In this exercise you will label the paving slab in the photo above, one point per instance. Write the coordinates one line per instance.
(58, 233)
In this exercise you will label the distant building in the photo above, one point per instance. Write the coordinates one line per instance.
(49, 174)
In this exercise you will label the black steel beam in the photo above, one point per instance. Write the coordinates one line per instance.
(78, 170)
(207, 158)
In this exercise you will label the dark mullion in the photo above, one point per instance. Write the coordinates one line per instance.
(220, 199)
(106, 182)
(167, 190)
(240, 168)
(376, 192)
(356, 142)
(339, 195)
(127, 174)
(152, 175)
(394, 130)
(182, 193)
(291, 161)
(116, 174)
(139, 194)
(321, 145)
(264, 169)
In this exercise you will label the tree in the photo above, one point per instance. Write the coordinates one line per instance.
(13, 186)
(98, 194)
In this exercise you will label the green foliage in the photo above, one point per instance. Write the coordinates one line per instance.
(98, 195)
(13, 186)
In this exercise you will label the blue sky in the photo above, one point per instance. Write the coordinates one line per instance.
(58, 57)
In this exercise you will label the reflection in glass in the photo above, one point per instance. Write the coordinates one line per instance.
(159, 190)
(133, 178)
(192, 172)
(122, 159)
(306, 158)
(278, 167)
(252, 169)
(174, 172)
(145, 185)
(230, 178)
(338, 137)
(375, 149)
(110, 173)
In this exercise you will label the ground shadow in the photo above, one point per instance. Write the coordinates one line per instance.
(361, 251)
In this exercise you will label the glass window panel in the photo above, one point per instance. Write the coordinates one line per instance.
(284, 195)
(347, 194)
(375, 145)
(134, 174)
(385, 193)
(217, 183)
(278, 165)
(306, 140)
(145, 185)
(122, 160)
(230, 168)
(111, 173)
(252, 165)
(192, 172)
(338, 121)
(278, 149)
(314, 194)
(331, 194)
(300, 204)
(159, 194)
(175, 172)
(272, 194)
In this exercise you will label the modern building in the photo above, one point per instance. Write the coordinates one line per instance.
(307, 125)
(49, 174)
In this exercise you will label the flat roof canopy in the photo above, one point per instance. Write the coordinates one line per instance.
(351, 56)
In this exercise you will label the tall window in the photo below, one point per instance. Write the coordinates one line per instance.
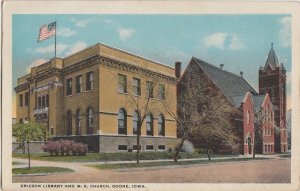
(161, 125)
(78, 84)
(136, 86)
(122, 83)
(90, 121)
(89, 81)
(78, 122)
(69, 123)
(43, 101)
(122, 126)
(39, 102)
(69, 86)
(136, 121)
(149, 124)
(149, 89)
(47, 100)
(248, 116)
(21, 100)
(161, 92)
(26, 99)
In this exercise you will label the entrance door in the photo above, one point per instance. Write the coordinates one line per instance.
(249, 145)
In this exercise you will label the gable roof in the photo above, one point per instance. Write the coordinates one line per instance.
(237, 100)
(233, 86)
(258, 101)
(272, 59)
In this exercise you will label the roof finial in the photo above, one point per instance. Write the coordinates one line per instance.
(241, 73)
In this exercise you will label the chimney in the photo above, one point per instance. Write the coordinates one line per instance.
(177, 69)
(222, 66)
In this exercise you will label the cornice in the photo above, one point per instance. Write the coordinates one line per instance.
(22, 87)
(115, 64)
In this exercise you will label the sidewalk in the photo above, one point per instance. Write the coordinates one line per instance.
(72, 164)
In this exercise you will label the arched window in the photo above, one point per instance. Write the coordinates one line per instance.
(161, 125)
(122, 125)
(78, 122)
(39, 102)
(149, 124)
(69, 123)
(248, 116)
(43, 101)
(135, 122)
(90, 121)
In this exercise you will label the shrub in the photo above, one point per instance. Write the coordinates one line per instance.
(65, 147)
(188, 147)
(51, 147)
(73, 147)
(200, 151)
(82, 149)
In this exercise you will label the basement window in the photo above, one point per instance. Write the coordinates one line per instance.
(122, 147)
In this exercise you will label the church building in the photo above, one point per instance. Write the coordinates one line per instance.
(264, 110)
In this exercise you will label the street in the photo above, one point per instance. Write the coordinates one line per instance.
(259, 171)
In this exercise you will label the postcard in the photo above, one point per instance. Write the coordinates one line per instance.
(150, 95)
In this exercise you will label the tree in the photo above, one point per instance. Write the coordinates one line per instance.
(203, 113)
(27, 132)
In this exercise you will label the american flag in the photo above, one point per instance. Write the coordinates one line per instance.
(47, 31)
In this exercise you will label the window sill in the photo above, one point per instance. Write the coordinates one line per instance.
(87, 91)
(136, 95)
(122, 93)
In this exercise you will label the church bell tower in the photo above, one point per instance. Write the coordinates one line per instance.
(272, 80)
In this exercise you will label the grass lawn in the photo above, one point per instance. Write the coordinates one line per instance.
(285, 155)
(40, 170)
(17, 163)
(167, 163)
(121, 156)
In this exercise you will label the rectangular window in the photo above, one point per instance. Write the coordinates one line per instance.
(69, 86)
(134, 147)
(39, 102)
(136, 86)
(149, 147)
(21, 100)
(161, 147)
(89, 81)
(149, 89)
(122, 83)
(161, 92)
(78, 84)
(26, 99)
(47, 100)
(122, 147)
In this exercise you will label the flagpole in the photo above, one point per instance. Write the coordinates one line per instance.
(55, 40)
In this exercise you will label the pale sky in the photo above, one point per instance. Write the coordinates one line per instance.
(240, 42)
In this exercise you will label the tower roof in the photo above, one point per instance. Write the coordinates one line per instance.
(233, 86)
(272, 60)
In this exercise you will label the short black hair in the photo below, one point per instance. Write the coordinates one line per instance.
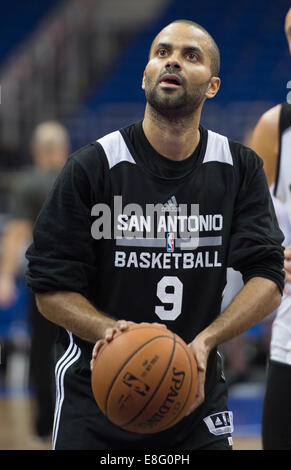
□ □ □
◆ Task to complete ◆
The images are to be left out while the entries are written out exactly.

◆ Answer for the task ◆
In this exercise you will label the paving slab in the photo above, one point per instance. Write the coordinates one line per instance.
(58, 233)
In this exercise you will label the distant building in the photo above, one point per instance. Write the coordinates one line per instance.
(49, 174)
In this exercise you will label the black steel beam in the photo above, one point per instance. Write the coordinates one line per instance.
(78, 170)
(207, 158)
In this exercise you will label the dark mullion in the photo above, one point per instance. Write the coordinates one line per instance.
(220, 199)
(106, 182)
(167, 190)
(240, 168)
(376, 192)
(356, 142)
(339, 195)
(127, 174)
(152, 175)
(394, 130)
(182, 193)
(291, 161)
(116, 174)
(139, 194)
(321, 145)
(264, 169)
In this exercise you will label the tree in the photo above, one point per instance. Write the coordinates one line per instance.
(13, 186)
(98, 194)
In this exercise you will label the green foliage in the photo above, one point per instance. Write the coordinates one line per instance.
(98, 195)
(13, 186)
In this exercise you will label the blue sky in the photo above, one point per instance. Write the coordinates one line per instance.
(58, 57)
In this exercise you will label the reflection in glass in the photo above, one point per instance. Write the coordinates one line per instance.
(159, 190)
(133, 178)
(192, 172)
(122, 159)
(306, 158)
(278, 167)
(252, 169)
(174, 172)
(145, 185)
(230, 178)
(338, 137)
(375, 149)
(110, 173)
In this exercise you will label the ground shadow in the photo above, one point per instance. Write the coordinates one line per instance.
(361, 251)
In this exercise you will label the glass window panel in the photo above, one point per instance. Write the coordinates one line per instance.
(284, 195)
(347, 194)
(375, 145)
(134, 174)
(385, 193)
(217, 183)
(278, 165)
(306, 140)
(145, 185)
(122, 160)
(230, 168)
(111, 173)
(252, 165)
(192, 172)
(338, 121)
(278, 149)
(314, 194)
(331, 194)
(300, 204)
(159, 194)
(175, 172)
(272, 194)
In this exercise you will label the modern building in the photo above, one point per instance. Write the coordinates one line per instance.
(307, 125)
(49, 174)
In this exercise you will label the flat roof canopy in the photo above, one point per instance. Write the coordinates one line per instance.
(351, 56)
In this exercise you will label the tall window in the photo below, one point per instance. Write the coordinates one line per instance.
(161, 125)
(78, 84)
(136, 86)
(122, 83)
(90, 121)
(89, 81)
(78, 122)
(69, 123)
(43, 101)
(122, 126)
(39, 102)
(69, 86)
(136, 121)
(149, 124)
(149, 89)
(47, 100)
(248, 116)
(21, 100)
(161, 92)
(26, 99)
In this exercise you will label the entrance door in the photo above, one point per instance. Write the coordinates one line per instance.
(249, 145)
In this exercise you will label the gable roof in the photo above, one point per instance. Write the coordinates one line per instance.
(237, 100)
(233, 86)
(258, 101)
(272, 59)
In this exercise you will label the roof finial in the photo above, one point per instance. Write the coordinates one line per instance.
(241, 73)
In this exercise you will label the chimney in the photo above, one point per instance. Write the coordinates one line per instance.
(177, 69)
(222, 66)
In this exercise you will label the cornice in the photo above, one point per instance. Write the coordinates one line per instance.
(22, 87)
(115, 64)
In this exercise you will label the sidewalk in the photo above, one point per instance. Write the coordinates one line per instance.
(72, 164)
In this exercise you will label the arched window in the photo above, one point per instance. Write the coordinates one line per instance.
(161, 125)
(122, 125)
(78, 122)
(39, 102)
(149, 124)
(69, 123)
(248, 116)
(43, 101)
(135, 122)
(90, 121)
In this exercise you will label the shrub in the photo above, one point per instance. Write the coordinates one line per instance.
(65, 147)
(188, 147)
(51, 147)
(73, 147)
(200, 151)
(82, 149)
In this exercise you will label the basement window in the photo above, one point per instance. Write the coordinates one line per instance.
(122, 147)
In this exercise you will label the church building in the photo above, one point per instance. Write the coordinates one line per instance.
(264, 110)
In this exercise you will label the street in the photo above, one point per instance. Write the coordinates one line per instance.
(259, 171)
In this exercise you will label the postcard in the photo above, one point per instance. Write the coordinates one line per instance.
(150, 95)
In this exercise you will label the tree in the photo above, one point per instance. Write the coordinates one line per instance.
(203, 113)
(27, 132)
In this exercise you will label the american flag in the photo above, one point per instance. Write the coordinates one line per instance.
(47, 31)
In this exercise you will label the window sill in the photo above, one point per instance. Write the coordinates one line per instance.
(87, 91)
(136, 95)
(122, 93)
In this exercise you will label the church bell tower in the photo above, one point per instance. Write the coordinates one line per instance.
(272, 80)
In this exercise you will label the grass lawn in the photo above, one point per instance. Write the coordinates one line per instance.
(285, 155)
(40, 170)
(17, 163)
(167, 163)
(121, 156)
In this exercise you will label the rectangular window in the photo above, one point per instance. Write the coordinates one line per instance.
(69, 86)
(134, 147)
(39, 102)
(136, 86)
(149, 147)
(21, 100)
(161, 147)
(89, 81)
(149, 89)
(122, 83)
(161, 92)
(78, 84)
(26, 99)
(47, 100)
(122, 147)
In this exercise you will label the flagpole in the photo above, one point per instance. Write the coordinates one line per instance.
(55, 40)
In this exercise you will label the pale sky in the photo above, one point per instance. Write the coordinates one line per instance.
(240, 42)
In this exercise you will label the tower roof in the photo above, one point per instance. Write the coordinates one line per instance.
(233, 86)
(272, 60)
In this exercise you will label the short black hair in the photo below, one point per instance. Write the coordinates one line per instance.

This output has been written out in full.